* _Check your understanding_:
**A)** In one to three sentences, explain why, according to the Fibromyalgia post, it is good that researchers can now identify the sleep patterns of Fibromyalgia patients.
**B)** Answer each question from the Fibromyalgia post, one answer per line, marked to match:
(i) What is the writer working out the details to start?
(ii) What did the two Michigan universities develop?
(iii) What does that new method distinguish between?
**C)** Decide whether each statement agrees with the Fibromyalgia post. Answer yes or no, and quote the words of the post that settle it.
(i) The writer knows what the researchers plan to do next.
(ii) The writer hopes the latest flare up will have calmed by the time they are ready to go.
(iii) The articles the writer read give a great deal of information beyond their opening.

* _Extract_:
Segment Open
I’m in the process of working out all the details to start a new (incredibly awesome) job, and I’m hopeful that by the time we’re ready to go this latest flare up will have calmed. I suppose I should check the 10-day forecast.

(Note: Thank you for letting me complain. It’s work the arm ache, I swear.)

I got so excited when I came across news of a sleep study revealing more about Fibromyalgia. Each article I read lead off by telling of two Michigan universities that developed a new way of analyzing sleep fragmentation, which distinguishes between Fibromyalgia patients and those without the condition. And…that’s it. That’s all the info they’re giving.

It’s good that now they can identify the sleep patterns of Fibro patients, as a sleep disorder is one key component of the syndrome. However, where do they plan to go from here? Not sure, but they’re pretty excited about their new technology. Really, these headlines just need to quit teasing me.
Segment Closed
* _Dataset records_:
Segment Open
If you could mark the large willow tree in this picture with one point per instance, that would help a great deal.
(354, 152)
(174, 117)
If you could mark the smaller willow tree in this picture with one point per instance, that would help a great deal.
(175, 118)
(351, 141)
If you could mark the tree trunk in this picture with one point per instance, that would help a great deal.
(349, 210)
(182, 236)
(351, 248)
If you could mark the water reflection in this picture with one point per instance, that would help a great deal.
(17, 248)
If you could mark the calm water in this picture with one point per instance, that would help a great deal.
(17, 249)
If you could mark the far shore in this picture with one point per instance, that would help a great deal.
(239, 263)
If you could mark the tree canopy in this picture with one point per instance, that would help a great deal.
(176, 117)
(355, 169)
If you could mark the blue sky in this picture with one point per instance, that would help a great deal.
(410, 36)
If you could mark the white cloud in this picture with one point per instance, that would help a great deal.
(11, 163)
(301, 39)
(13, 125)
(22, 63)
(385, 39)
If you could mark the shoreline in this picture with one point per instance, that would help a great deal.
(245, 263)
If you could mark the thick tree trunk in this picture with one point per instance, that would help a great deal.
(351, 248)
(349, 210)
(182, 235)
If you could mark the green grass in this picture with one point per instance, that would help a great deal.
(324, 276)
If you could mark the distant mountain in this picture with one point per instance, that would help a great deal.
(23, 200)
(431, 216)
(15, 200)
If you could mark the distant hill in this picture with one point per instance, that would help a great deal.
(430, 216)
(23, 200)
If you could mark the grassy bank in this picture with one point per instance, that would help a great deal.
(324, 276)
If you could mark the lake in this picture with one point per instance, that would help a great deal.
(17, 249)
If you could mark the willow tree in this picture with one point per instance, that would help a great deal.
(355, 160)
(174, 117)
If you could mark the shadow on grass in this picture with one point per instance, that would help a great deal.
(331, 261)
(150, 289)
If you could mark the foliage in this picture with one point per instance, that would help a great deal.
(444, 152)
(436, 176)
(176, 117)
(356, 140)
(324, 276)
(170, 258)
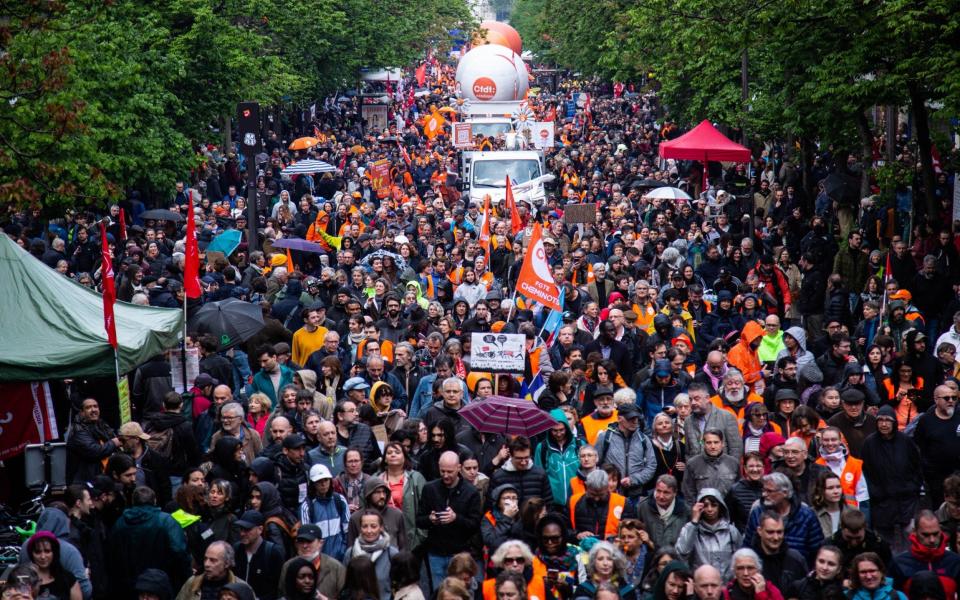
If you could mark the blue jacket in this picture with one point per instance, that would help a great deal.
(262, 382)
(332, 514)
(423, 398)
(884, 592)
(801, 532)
Segment Closed
Segment Open
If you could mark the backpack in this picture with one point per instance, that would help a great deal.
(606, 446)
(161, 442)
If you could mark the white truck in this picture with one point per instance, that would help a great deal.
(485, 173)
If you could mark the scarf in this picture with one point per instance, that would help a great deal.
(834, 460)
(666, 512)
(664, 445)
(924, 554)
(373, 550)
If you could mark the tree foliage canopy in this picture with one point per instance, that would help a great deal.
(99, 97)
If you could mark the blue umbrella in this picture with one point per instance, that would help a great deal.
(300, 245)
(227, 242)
Segment Closed
* _Task-by-task outputs_:
**A)** The post calls this good because a sleep disorder is one key component of the syndrome.

**B)**
(i) A new (incredibly awesome) job.
(ii) A new way of analyzing sleep fragmentation.
(iii) Fibromyalgia patients and those without the condition.

**C)**
(i) No: "However, where do they plan to go from here? Not sure"
(ii) Yes: "I’m hopeful that by the time we’re ready to go this latest flare up will have calmed"
(iii) No: "And…that’s it. That’s all the info they’re giving."